### Excerpted passage
↓↓↓

A loudspeaker array consisting of 37 loudspeakers, setup in an anechoic room is used for the reproduction of the stimuli. The loudspeaker configuration is described in  Appendix B.

The stimulus is evaluated as follows: PWD is calculated from the simulated impulse responses. The PWD is then used to evaluate time-domain impulse responses at azimuth and elevation angles at the range [−180, 180] and [90, −90] deg, respectively, with 3 degree increments, referred to as dense grid here. These time-domain responses are then used to evaluate responses for each loudspeaker of the loudspeaker array by summing up the responses of the dense grid that are closest to the direction of the particular loudspeaker direction measured with the central angle. The impulse response for each loudspeaker is then applied to the sound sample via convolution and played back from the respective loudspeaker synchronously.

Eight test subjects including the present author participated in the experiments. The present author was excluded from experiment 2 due to the explicit knowledge of the experiment conditions. All the participants work in the field of acoustics and have experience in listening tests.

↑↑↑

### Data provided
↓↓↓

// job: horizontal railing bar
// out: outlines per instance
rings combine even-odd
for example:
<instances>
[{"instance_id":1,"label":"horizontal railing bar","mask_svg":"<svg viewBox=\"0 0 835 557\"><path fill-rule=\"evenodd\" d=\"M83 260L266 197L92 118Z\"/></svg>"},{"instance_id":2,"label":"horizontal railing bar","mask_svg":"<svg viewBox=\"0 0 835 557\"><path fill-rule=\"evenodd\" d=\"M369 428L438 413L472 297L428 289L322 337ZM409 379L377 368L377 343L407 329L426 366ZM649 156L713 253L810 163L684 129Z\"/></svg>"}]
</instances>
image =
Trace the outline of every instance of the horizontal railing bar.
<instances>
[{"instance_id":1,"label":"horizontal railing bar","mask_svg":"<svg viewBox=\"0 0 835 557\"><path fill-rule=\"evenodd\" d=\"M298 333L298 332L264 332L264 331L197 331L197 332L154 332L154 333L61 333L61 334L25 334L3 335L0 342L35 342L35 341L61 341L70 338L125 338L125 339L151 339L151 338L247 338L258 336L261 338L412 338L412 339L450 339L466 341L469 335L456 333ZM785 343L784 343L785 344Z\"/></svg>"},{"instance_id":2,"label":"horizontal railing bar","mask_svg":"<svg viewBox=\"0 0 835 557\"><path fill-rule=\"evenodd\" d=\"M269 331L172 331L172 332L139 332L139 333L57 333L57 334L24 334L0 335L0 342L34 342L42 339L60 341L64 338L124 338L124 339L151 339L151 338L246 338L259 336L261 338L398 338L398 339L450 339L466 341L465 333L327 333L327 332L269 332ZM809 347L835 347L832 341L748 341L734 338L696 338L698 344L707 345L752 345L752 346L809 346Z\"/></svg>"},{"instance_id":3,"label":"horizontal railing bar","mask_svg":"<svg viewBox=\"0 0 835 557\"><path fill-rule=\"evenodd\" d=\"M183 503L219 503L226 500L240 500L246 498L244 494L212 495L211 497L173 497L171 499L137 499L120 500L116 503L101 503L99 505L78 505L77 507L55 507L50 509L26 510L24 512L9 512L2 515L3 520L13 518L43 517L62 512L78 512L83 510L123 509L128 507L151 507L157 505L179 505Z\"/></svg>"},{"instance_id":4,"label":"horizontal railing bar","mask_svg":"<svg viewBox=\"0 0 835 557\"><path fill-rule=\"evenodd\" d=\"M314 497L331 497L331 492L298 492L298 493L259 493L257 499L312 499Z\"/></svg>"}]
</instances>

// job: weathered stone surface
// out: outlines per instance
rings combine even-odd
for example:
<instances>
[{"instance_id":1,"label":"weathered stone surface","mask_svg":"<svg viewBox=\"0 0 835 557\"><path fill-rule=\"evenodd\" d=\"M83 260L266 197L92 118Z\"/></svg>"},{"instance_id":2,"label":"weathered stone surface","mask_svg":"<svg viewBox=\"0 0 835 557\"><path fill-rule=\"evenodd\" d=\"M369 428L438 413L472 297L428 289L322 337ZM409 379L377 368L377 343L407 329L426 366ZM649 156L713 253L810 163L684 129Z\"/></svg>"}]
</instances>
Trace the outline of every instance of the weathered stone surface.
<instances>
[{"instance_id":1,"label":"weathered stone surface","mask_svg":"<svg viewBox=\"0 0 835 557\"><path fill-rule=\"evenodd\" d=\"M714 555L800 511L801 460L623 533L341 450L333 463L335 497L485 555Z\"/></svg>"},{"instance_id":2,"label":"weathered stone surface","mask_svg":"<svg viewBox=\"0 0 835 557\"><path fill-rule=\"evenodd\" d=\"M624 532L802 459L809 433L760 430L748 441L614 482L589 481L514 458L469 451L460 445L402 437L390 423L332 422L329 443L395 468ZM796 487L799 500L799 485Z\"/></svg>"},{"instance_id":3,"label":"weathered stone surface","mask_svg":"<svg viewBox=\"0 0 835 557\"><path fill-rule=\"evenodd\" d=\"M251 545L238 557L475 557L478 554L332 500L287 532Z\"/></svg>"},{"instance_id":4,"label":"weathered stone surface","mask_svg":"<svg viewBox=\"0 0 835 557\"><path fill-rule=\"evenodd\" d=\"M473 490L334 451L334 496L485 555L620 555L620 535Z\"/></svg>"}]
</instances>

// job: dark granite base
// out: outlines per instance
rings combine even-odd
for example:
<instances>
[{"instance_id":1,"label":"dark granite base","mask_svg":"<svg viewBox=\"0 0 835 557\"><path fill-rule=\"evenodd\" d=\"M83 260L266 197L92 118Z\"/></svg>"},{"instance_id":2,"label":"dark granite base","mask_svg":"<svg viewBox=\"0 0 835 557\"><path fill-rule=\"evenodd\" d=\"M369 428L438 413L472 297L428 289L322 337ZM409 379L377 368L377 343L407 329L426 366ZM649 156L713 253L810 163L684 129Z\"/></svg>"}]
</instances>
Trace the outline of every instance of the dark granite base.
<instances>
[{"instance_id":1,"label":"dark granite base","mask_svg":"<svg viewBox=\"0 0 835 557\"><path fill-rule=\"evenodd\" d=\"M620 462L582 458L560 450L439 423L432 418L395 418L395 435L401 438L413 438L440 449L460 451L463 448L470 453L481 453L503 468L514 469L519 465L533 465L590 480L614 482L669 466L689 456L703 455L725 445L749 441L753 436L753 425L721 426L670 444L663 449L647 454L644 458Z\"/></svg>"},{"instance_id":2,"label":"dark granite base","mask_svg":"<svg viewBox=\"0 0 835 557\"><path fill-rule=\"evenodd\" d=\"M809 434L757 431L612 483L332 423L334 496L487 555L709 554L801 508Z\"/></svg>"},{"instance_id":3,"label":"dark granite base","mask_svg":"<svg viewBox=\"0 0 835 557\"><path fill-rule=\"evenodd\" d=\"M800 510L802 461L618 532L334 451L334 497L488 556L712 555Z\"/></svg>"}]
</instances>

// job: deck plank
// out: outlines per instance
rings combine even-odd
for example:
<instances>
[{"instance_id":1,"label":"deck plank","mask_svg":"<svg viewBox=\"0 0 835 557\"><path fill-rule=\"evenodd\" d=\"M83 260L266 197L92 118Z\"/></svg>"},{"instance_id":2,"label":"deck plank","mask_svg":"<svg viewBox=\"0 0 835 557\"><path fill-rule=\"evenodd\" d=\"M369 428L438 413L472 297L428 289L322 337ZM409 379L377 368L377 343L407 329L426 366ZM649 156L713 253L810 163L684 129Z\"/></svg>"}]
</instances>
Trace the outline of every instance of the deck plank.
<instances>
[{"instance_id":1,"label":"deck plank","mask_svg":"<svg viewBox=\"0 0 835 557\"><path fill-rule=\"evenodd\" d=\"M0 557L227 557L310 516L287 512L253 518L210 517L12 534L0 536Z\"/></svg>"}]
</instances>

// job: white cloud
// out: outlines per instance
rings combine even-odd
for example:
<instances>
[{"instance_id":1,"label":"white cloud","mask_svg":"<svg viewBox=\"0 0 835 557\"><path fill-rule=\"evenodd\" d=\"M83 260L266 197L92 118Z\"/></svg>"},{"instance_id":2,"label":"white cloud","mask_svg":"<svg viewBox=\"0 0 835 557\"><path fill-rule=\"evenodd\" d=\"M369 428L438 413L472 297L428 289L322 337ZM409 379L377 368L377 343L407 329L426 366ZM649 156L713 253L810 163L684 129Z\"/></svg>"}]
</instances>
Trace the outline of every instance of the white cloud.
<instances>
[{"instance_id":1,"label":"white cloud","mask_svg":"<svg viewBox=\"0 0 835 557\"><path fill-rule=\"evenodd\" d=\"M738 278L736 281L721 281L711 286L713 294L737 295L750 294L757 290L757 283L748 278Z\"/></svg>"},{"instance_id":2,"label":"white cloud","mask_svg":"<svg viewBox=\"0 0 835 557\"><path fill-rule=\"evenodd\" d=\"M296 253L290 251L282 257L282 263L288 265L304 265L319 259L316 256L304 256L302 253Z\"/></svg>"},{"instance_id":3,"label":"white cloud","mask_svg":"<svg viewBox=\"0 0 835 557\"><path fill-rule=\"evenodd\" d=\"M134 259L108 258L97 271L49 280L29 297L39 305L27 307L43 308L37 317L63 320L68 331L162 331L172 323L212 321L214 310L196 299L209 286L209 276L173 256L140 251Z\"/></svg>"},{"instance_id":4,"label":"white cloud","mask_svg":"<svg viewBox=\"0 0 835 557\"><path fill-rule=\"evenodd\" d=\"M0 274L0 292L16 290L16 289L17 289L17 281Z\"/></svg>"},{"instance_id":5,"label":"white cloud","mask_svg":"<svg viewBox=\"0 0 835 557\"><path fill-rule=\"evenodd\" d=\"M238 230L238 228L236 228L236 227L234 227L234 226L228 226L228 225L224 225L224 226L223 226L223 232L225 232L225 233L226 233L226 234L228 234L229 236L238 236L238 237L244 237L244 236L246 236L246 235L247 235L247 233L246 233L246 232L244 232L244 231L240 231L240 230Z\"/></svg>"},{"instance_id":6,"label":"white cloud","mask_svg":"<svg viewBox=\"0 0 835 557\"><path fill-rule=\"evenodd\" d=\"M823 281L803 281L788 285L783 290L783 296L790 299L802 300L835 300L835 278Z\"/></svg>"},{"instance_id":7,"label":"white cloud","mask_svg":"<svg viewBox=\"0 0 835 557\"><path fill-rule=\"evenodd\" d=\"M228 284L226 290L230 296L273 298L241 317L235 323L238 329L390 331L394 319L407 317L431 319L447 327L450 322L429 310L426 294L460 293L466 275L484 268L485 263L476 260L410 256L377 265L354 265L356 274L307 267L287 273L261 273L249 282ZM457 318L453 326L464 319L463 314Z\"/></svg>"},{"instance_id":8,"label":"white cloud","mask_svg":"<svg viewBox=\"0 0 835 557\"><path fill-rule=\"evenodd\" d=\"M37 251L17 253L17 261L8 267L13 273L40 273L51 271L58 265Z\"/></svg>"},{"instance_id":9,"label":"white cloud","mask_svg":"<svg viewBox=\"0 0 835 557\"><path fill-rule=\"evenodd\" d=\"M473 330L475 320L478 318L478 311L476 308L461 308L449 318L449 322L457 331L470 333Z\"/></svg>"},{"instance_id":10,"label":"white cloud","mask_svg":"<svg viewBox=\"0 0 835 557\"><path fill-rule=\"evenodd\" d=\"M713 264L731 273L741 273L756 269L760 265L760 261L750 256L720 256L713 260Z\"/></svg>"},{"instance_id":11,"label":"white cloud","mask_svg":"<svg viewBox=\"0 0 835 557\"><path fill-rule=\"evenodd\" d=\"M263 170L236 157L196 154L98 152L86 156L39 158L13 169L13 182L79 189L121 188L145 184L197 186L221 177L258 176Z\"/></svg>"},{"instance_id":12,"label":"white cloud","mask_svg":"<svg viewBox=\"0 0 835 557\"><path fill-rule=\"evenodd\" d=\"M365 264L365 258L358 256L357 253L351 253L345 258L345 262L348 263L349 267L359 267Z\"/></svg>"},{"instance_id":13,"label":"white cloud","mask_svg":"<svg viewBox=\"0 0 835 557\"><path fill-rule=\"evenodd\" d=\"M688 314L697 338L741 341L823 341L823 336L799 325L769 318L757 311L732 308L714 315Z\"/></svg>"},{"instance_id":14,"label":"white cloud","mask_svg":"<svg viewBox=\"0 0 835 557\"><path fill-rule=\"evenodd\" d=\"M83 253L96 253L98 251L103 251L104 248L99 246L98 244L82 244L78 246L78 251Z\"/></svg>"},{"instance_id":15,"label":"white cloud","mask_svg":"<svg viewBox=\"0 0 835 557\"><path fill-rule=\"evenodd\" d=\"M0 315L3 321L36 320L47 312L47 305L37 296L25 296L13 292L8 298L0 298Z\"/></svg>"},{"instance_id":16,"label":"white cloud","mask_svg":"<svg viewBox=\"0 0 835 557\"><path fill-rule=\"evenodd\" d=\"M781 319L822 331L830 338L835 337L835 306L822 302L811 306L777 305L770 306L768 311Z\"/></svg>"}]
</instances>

↑↑↑

### Tasks to carry out
**A.** Do the following statements agree with the loudspeaker experiment passage? (i) The loudspeaker array is set up in an anechoic room. (ii) The dense grid uses 5-degree increments. (iii) The present author took part in experiment 2. Answer yes or no for each, quoting the deciding words of the passage.
**B.** Reproduce the part of the loudspeaker experiment passage that opens with the words containing "Eight test subjects" and closes with "in listening tests.".
**C.** Extend the loudspeaker experiment passage by writing the part that comes after its last sentence.

### Answers per task
**A.**
(i) Yes: "setup in an anechoic room is used for the reproduction of the stimuli"
(ii) No: "with 3 degree increments, referred to as dense grid here"
(iii) No: "The present author was excluded from experiment 2 due to the explicit knowledge of the experiment conditions"

**B.**
Eight test subjects including the present author participated in the experiments. The present author was excluded from experiment 2 due to the explicit knowledge of the experiment conditions. All the participants work in the field of acoustics and have experience in listening tests.

**C.**
1. Experiment 1

Experiment 1 consisted of an adaptive staircase routine for measuring the threshold of the dispersion error. A three alternative forced choice (3AFC) procedure and QUEST15 method for determining the trial levels was utilized in the test. A probability level of P = 0.82 for correct discrimination was measured similarly to previous work.5,20 The trial procedure is as follows: three samples are presented to the subject in random order with 1 s interval between samples. Two of the played samples are the reference sample, and one is the stimulus. The subject is asked to specify which of the samples contained dispersion error, which in this case reduces to an “odd-one-out” discrimination. The experiment consisted of six separate staircase routines for each condition group {distance × dispersion location}. The number of trials in each routine was limited to 30. The staircase routines were interleaved and split into two sessions. Subsequent trials were randomly picked from the routines selected for the session. An open source library for psychophysic experiments was used to implement the test.16 

Each participant carried out a training routine before the experiments. The training routine contained 10 similar 3AFC tasks than in the experiment with varying error levels with feedback for correct discrimination. No feedback was given to the participants in the actual experiment.

After the experiment, each participant was asked to write down what kind of artifacts did he/she concentrated on when discriminating the stimuli from the references, and report any changes in the artifacts during the experiment.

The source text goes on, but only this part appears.